*Excerto selecionado*.
'''
Nesta tentativa de esboço de um pequeno texto interpretativo da história do Liceu de Aveiro é conveniente fazer, à partida, algumas considerações. Não se pretendeu, nem esse era o objectivo, fazer uma monografia, mais ou menos completa, que jamais caberia nos limites impostos a este tipo de trabalho. Como metodologia optou-se por dividir o trabalho em três partes: os Momentos Significativos, Os Edifícios, as Personagens Marcantes e privilegiar certos períodos considerados de maior fulgor.

 

Momentos Significativos

A Criação

O Liceu de Aveiro é uma centenária instituição criada em 1851, ao abrigo do art. 46 do decreto de 20 de Setembro de 1844, de Costa Cabral, que decidia criar «um Liceu em cada uma das capitais dos Distritos e Dioceses do Reino». Seguia de perto, ainda que de forma menos audaz, a reforma de Passos Manuel, de 1836, que, como se sabe, ficou muito aquém do que estava inicialmente previsto. Tal como muitas outras capitais de distrito, também Aveiro não viu o seu liceu instalado como estava na letra do decreto de 17 de Novembro de 1836.
'''
*O seu objetivo*.
Segundo o excerto, em que ano foi criado o Liceu de Aveiro? As entradas não têm qualquer relação com o excerto.

*Linhas de dados*.
'''
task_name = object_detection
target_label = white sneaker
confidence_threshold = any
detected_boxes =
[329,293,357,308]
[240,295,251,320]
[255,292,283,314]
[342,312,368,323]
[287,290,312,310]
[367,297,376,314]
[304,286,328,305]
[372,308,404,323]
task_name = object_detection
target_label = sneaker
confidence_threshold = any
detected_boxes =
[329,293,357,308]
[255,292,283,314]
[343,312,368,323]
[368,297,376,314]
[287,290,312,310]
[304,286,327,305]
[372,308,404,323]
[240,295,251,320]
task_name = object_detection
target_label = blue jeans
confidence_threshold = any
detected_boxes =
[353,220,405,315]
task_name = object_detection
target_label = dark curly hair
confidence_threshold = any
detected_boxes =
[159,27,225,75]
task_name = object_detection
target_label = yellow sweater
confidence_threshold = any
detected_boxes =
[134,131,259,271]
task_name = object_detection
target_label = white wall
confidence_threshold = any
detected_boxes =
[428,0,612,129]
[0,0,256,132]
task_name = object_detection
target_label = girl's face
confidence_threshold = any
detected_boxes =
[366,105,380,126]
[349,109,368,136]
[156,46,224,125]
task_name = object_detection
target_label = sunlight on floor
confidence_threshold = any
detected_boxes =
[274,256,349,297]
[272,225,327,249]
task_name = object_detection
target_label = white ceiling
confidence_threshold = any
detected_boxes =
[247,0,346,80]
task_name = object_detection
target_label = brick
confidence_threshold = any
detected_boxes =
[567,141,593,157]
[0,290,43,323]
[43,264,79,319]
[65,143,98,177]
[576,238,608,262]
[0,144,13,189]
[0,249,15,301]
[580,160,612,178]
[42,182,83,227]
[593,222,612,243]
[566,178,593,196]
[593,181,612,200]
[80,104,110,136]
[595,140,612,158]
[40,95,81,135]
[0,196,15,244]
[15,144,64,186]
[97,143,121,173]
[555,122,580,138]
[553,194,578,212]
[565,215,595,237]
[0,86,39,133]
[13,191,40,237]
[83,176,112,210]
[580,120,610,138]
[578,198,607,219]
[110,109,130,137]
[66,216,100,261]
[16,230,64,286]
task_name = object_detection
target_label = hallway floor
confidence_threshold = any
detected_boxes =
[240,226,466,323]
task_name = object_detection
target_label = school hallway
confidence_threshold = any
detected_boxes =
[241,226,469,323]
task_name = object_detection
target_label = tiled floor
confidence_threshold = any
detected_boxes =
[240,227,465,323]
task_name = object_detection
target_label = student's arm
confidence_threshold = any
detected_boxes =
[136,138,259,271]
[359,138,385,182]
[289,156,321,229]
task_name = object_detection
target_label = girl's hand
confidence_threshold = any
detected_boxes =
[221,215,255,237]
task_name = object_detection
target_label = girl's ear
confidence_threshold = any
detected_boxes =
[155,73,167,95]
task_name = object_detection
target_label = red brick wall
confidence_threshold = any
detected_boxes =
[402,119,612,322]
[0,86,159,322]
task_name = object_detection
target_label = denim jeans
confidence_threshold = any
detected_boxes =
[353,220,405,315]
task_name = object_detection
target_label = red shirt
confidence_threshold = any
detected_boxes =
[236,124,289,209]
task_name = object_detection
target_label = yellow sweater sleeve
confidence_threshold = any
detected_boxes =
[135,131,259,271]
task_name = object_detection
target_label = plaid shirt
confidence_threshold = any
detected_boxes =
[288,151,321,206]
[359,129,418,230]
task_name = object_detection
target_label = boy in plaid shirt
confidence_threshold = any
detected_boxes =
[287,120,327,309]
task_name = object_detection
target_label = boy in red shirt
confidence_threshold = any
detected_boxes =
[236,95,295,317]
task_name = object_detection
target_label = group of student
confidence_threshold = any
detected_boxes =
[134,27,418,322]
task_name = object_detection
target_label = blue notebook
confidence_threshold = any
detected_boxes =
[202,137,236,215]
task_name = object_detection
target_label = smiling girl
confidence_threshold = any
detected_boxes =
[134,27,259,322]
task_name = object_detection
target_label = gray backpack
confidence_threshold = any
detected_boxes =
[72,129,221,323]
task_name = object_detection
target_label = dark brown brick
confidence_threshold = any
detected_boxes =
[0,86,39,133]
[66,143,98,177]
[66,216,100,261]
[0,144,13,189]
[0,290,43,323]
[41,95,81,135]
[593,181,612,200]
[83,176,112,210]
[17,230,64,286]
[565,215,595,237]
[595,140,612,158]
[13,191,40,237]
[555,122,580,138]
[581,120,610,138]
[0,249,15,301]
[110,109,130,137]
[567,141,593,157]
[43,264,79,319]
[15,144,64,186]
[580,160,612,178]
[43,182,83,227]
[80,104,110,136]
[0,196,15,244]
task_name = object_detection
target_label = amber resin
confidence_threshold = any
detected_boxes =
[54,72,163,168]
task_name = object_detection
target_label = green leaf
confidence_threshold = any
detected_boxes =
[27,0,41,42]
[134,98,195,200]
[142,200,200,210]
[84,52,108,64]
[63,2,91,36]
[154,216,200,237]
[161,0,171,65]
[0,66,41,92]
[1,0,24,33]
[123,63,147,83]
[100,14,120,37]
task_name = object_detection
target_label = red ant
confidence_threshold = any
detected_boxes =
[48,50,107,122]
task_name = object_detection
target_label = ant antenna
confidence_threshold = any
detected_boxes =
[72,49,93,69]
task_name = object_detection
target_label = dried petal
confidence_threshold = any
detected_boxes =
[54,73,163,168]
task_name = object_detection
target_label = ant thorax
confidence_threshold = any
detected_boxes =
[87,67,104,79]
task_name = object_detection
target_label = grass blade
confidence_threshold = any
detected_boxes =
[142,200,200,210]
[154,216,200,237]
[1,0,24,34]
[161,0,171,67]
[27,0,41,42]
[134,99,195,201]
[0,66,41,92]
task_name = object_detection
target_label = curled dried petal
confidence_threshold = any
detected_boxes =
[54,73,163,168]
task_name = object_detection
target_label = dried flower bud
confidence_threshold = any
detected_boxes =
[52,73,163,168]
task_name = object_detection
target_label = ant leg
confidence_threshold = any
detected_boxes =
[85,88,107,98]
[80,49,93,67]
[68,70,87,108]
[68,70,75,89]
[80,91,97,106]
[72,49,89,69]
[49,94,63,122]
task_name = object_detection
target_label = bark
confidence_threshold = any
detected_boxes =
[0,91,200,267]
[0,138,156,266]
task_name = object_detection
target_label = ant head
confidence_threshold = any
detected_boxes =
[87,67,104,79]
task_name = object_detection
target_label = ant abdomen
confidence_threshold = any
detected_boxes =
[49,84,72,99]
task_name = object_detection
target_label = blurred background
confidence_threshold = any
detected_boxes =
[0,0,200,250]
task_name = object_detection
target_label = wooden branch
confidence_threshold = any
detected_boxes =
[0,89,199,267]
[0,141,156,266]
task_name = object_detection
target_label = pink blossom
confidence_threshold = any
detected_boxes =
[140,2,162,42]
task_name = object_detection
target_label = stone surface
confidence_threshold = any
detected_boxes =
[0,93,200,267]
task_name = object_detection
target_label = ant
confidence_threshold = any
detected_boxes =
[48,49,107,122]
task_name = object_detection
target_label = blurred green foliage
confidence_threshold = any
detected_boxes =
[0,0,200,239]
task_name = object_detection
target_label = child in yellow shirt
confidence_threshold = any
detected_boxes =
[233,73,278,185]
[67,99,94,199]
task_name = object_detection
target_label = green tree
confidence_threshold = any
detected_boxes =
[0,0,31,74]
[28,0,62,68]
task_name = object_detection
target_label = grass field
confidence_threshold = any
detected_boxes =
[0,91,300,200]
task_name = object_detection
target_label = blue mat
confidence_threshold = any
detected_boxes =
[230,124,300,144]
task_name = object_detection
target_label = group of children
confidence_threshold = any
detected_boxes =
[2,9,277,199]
'''
*Resposta completa*.
Em 1851.